Items stored from a collection
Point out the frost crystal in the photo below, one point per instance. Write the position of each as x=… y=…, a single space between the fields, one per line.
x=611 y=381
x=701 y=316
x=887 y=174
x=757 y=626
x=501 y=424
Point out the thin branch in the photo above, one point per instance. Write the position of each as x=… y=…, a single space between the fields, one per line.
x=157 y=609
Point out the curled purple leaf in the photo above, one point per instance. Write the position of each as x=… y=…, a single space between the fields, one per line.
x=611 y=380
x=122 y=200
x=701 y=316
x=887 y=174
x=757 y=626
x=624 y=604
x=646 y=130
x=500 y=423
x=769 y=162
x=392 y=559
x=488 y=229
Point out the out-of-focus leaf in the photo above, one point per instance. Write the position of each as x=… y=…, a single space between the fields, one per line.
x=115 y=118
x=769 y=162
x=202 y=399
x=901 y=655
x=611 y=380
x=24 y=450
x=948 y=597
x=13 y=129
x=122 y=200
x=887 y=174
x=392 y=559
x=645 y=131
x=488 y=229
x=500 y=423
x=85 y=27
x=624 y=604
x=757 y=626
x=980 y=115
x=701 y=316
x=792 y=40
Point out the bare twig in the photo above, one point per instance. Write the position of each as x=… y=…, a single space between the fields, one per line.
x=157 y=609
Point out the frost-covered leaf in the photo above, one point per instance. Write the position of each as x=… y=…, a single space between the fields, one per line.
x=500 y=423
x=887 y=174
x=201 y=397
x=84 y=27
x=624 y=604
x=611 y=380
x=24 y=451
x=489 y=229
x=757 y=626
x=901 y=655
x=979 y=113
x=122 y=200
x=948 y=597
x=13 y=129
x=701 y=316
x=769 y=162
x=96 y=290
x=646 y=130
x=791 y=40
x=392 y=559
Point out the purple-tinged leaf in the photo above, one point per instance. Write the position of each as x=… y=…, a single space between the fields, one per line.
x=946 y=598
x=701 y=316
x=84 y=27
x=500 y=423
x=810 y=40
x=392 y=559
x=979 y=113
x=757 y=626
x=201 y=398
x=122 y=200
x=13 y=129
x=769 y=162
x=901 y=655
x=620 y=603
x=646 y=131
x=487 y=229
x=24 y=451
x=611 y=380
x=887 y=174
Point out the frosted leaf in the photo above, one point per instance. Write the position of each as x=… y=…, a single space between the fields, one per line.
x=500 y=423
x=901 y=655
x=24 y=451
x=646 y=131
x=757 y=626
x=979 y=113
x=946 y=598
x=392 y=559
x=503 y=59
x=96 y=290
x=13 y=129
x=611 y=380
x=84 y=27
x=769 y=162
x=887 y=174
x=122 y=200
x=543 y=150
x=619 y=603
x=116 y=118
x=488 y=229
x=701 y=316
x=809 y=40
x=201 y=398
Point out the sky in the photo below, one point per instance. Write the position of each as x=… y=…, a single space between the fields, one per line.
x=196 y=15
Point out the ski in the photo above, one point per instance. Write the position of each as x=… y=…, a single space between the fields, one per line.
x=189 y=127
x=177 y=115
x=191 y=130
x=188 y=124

→ **EXERCISE DETAILS**
Please copy out every line of the material above, word for word.

→ **WORKED SOLUTION**
Point out the frost crystal in the photo below, one point per instance. Write the position of each as x=… y=…, a single space between the fields, one per line.
x=611 y=381
x=701 y=316
x=887 y=174
x=757 y=626
x=501 y=424
Point out the thin branch in the photo above, one point per instance. Write the position of each as x=… y=…, a single space between the fields, one per line.
x=157 y=609
Point out the curled purple leaf in the photo above, one point per instance. Write the position of each as x=… y=…, a single space between the fields, one per line.
x=611 y=380
x=122 y=200
x=701 y=316
x=887 y=174
x=757 y=626
x=624 y=604
x=646 y=130
x=500 y=423
x=769 y=162
x=392 y=559
x=488 y=229
Point out the out-of-focus leaf in the photo above, one point per instance. Write the position of each as x=… y=…, a single space between the fields, one per line.
x=115 y=118
x=769 y=162
x=202 y=399
x=901 y=655
x=611 y=380
x=24 y=450
x=948 y=597
x=13 y=129
x=122 y=200
x=887 y=174
x=392 y=559
x=645 y=131
x=488 y=229
x=500 y=423
x=85 y=27
x=624 y=604
x=757 y=626
x=980 y=115
x=701 y=316
x=792 y=40
Point out the bare twig in the photo above, one point per instance. Write the position of each as x=… y=…, a single space between the fields, one per line.
x=157 y=609
Point out the frost-covered leaf in the photo above, one point per instance. Write the position of each as x=… y=…, a single space between the fields, one per line.
x=500 y=423
x=887 y=174
x=201 y=397
x=84 y=27
x=624 y=604
x=611 y=380
x=24 y=451
x=489 y=229
x=757 y=626
x=901 y=655
x=979 y=113
x=122 y=200
x=948 y=597
x=13 y=129
x=701 y=316
x=769 y=162
x=96 y=290
x=646 y=130
x=791 y=40
x=392 y=559
Point out the purple-tinged leaf in the photo above, one point per instance. Write the position of each as x=… y=…, a single space between the fields, one per line.
x=946 y=598
x=701 y=316
x=84 y=27
x=500 y=423
x=810 y=40
x=392 y=559
x=979 y=113
x=757 y=626
x=201 y=398
x=122 y=200
x=13 y=129
x=769 y=162
x=901 y=655
x=620 y=603
x=646 y=131
x=487 y=229
x=24 y=451
x=611 y=380
x=887 y=174
Point out the frosted leaf in the photo above, one point per instance. Write the position of each as x=… y=…, a single space between the fields, one per line.
x=500 y=423
x=901 y=655
x=24 y=451
x=646 y=131
x=757 y=626
x=979 y=113
x=946 y=598
x=392 y=559
x=503 y=59
x=96 y=290
x=13 y=129
x=611 y=380
x=84 y=27
x=769 y=162
x=887 y=174
x=122 y=200
x=543 y=150
x=619 y=603
x=116 y=118
x=488 y=229
x=701 y=316
x=809 y=40
x=201 y=398
Point out the sky in the photo below, one point per instance. Write the position of each as x=… y=…, a single space between the fields, one per line.
x=196 y=15
Point out the ski in the photo above, one point per instance. Write the position of each as x=… y=…, a single space between the fields, one per line.
x=189 y=127
x=177 y=115
x=191 y=130
x=188 y=124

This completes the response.